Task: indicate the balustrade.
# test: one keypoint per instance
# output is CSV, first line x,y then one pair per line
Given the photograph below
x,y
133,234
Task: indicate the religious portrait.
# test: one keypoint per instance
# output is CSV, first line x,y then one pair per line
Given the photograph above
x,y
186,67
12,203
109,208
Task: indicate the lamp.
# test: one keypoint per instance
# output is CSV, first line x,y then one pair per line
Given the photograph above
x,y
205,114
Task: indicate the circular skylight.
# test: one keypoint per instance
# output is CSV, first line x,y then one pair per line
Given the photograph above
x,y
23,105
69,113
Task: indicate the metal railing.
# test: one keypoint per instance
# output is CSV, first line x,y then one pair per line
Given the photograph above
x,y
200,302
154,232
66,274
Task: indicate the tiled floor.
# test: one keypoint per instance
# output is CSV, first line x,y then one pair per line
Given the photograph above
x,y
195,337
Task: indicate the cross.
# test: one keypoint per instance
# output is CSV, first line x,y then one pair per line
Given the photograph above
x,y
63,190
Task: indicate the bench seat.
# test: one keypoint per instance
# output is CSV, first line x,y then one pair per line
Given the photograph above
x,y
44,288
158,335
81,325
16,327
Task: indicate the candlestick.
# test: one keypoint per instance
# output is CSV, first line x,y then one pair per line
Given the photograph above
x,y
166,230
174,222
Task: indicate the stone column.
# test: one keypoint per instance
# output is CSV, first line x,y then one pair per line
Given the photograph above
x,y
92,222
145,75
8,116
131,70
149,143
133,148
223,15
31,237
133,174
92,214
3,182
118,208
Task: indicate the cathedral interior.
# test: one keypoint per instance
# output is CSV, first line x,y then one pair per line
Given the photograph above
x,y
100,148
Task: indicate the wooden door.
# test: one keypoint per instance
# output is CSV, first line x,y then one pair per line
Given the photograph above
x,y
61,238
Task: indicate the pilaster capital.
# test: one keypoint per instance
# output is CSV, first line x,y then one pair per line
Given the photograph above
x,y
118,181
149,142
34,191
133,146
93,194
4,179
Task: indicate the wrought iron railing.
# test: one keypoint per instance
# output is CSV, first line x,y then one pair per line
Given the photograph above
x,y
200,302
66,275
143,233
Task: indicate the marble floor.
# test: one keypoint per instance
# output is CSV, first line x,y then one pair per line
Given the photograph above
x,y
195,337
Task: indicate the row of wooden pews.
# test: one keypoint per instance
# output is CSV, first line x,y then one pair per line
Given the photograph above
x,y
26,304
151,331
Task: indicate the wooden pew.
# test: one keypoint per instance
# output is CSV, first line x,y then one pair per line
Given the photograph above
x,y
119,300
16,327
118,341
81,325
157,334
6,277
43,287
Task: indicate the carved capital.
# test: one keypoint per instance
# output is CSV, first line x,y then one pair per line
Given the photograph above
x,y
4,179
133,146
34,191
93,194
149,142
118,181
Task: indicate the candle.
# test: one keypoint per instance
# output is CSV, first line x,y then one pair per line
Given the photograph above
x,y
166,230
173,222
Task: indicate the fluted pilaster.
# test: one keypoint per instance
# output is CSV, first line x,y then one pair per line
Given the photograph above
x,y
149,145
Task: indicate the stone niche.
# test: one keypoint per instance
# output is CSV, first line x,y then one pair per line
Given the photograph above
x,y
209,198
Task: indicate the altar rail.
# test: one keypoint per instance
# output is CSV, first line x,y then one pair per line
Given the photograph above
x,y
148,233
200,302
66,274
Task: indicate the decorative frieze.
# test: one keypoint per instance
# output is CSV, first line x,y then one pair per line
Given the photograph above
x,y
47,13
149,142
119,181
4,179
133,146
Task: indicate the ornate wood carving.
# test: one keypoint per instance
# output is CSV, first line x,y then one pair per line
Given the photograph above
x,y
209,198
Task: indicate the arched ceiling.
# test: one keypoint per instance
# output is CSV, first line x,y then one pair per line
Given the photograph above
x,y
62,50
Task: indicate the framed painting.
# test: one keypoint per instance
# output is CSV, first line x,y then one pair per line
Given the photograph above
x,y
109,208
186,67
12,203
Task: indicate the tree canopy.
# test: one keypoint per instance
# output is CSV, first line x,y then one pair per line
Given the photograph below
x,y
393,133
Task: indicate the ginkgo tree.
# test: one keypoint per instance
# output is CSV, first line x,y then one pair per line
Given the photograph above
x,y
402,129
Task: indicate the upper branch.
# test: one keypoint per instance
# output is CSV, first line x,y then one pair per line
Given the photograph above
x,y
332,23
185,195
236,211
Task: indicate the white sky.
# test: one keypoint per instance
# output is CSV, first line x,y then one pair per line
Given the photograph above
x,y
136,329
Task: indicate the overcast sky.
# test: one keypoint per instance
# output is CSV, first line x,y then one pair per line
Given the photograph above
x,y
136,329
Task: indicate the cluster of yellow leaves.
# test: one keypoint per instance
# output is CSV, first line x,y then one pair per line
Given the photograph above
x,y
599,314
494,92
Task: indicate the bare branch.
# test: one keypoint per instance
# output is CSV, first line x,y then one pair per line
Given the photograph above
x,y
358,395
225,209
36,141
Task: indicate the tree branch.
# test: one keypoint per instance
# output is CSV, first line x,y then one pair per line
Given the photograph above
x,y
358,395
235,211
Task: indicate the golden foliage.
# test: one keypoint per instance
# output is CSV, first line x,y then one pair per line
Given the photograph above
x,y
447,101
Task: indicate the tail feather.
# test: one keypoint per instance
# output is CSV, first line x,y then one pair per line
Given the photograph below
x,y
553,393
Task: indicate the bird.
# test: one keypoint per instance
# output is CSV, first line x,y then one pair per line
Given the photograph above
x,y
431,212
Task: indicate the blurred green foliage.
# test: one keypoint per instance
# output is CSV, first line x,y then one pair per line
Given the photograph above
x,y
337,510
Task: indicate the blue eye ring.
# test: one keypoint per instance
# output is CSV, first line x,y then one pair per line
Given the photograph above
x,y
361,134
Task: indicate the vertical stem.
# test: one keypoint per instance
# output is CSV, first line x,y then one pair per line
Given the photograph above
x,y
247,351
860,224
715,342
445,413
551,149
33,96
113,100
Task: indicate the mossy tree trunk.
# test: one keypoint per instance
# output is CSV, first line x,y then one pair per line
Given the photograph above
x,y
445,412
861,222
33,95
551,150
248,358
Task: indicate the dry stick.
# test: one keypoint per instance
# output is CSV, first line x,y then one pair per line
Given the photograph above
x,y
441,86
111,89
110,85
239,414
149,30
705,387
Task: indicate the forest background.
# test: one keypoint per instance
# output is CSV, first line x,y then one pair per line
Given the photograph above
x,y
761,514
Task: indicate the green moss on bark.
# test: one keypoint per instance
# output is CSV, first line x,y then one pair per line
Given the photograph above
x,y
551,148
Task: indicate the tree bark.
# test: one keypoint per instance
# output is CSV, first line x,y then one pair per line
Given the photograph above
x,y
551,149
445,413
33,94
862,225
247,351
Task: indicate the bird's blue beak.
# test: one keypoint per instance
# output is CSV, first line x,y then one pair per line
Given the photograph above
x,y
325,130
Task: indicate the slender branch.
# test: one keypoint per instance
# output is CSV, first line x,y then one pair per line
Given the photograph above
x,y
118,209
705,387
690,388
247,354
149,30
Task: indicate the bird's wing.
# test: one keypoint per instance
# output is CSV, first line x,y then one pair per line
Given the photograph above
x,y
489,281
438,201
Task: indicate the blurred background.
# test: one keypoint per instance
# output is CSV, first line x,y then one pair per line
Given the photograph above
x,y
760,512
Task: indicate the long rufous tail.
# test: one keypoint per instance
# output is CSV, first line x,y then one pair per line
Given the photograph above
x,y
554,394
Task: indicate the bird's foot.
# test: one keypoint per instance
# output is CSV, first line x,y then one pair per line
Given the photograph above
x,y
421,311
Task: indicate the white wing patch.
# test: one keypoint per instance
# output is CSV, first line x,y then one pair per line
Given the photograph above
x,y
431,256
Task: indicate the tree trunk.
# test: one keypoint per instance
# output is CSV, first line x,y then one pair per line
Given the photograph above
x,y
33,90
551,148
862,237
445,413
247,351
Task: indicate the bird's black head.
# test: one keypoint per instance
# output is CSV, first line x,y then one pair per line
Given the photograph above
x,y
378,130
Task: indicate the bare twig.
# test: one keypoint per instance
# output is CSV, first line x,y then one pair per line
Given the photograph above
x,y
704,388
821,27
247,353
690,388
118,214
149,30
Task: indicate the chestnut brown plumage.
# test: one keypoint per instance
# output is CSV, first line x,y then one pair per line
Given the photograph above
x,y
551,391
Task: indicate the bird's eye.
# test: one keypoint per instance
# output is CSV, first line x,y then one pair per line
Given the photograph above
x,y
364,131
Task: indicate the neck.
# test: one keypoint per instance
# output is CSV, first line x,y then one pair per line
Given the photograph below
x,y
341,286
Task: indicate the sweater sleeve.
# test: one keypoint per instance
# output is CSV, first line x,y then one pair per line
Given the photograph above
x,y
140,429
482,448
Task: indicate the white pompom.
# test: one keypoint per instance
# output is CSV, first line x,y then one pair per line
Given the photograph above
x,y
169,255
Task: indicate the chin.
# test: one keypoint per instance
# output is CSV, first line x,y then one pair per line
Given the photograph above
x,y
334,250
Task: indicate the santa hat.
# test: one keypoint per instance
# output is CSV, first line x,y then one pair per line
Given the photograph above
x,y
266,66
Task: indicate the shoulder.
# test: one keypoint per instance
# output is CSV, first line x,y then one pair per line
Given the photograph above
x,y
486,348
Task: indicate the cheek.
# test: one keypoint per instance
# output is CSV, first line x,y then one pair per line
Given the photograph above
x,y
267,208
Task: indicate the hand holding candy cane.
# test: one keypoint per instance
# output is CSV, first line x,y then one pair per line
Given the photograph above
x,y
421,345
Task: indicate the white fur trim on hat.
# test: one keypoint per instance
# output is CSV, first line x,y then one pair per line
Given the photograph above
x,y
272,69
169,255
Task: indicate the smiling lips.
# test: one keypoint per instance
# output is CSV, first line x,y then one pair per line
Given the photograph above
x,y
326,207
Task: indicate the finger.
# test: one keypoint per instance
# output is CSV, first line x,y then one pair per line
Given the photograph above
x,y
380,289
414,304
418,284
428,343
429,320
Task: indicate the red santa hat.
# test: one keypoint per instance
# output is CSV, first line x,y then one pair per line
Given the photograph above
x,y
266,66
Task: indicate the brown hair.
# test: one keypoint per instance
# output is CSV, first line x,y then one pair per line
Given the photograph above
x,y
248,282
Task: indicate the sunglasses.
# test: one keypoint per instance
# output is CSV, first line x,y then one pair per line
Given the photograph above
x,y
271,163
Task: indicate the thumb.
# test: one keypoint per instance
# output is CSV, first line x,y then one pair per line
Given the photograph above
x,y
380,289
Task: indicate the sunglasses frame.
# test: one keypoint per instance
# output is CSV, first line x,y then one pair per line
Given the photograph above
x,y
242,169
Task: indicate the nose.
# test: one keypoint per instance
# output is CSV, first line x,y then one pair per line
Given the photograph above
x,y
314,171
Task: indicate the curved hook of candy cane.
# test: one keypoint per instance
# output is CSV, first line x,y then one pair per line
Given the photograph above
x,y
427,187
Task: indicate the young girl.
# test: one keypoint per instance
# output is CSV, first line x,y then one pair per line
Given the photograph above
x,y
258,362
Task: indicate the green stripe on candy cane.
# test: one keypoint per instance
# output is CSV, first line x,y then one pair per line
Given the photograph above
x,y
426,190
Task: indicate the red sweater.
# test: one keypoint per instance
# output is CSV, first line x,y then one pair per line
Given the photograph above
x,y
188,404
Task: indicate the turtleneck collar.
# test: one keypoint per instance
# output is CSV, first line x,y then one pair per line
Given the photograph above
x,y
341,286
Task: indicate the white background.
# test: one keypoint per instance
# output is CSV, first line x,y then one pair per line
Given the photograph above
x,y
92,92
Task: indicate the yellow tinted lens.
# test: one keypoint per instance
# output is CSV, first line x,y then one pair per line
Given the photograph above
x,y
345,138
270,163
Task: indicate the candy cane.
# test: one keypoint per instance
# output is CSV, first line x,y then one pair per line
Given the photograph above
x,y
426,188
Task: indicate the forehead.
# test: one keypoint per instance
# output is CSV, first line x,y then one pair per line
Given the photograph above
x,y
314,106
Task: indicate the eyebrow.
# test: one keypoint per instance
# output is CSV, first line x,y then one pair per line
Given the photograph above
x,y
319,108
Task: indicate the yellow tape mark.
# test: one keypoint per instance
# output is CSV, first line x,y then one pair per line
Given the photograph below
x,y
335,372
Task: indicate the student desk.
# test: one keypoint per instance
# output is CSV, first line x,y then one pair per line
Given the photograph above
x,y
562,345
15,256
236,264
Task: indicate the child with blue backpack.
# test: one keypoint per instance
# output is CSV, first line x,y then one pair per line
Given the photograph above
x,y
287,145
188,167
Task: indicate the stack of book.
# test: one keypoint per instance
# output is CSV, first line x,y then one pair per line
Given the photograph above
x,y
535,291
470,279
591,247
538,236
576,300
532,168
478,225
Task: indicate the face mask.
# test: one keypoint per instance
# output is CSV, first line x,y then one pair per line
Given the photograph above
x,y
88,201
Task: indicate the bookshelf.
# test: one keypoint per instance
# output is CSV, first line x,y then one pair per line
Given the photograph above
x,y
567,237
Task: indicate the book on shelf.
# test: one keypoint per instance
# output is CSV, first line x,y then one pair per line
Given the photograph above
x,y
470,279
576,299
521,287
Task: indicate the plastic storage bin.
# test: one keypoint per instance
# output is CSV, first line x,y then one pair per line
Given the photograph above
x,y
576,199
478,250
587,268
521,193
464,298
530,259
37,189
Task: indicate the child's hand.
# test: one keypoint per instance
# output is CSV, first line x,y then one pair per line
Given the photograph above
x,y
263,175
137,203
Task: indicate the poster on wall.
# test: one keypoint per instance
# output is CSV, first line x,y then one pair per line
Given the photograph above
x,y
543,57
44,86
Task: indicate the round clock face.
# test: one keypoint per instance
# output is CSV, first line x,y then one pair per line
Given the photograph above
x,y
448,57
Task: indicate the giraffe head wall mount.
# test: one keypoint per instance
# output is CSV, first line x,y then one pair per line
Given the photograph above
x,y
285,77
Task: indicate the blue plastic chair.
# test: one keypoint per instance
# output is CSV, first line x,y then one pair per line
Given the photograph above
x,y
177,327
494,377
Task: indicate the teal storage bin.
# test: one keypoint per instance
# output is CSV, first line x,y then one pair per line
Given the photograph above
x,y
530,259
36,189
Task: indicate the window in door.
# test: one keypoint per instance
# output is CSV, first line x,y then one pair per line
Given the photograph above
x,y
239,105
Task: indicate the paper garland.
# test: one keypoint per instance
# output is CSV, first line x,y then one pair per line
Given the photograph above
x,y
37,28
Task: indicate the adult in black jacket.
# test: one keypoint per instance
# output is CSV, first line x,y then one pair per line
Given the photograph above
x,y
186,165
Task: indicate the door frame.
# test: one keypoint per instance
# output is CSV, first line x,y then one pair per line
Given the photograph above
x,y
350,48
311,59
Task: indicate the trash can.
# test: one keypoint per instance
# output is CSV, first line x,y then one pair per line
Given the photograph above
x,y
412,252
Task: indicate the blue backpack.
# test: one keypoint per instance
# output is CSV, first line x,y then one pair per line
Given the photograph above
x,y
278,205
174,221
::::::::::
Starting with the line that contains "Task: indicate the teal storage bin.", output every line through the end of the listing above, unchanged.

**Problem solution:**
Task: indicate the teal storage bin.
# test: one keypoint per instance
# output is CSV, first line x,y then one pair per line
Given the photograph above
x,y
530,259
36,189
Task: indicate the window in door.
# test: one keypoint per instance
# output is CSV, first line x,y then one pair per line
Given the photograph above
x,y
239,105
Task: indicate the paper garland.
# test: one keypoint per instance
# output is CSV, first line x,y then one pair per line
Given the photograph above
x,y
37,28
Task: indicate the adult in black jacket.
# test: one keypoint per instance
# output is CSV, first line x,y then one pair per line
Given the photograph above
x,y
186,165
Task: indicate the door frame.
# test: one keypoint per instance
# output is CSV, first line x,y then one pair per line
Given the photograph above
x,y
350,48
311,59
Task: indicate the trash can.
# test: one keypoint per instance
# output is CSV, first line x,y then one pair per line
Given the photograph above
x,y
412,252
Task: indicate the blue backpack.
# test: one keypoint per instance
# output is CSV, first line x,y then one pair per line
Given the photograph above
x,y
278,205
174,221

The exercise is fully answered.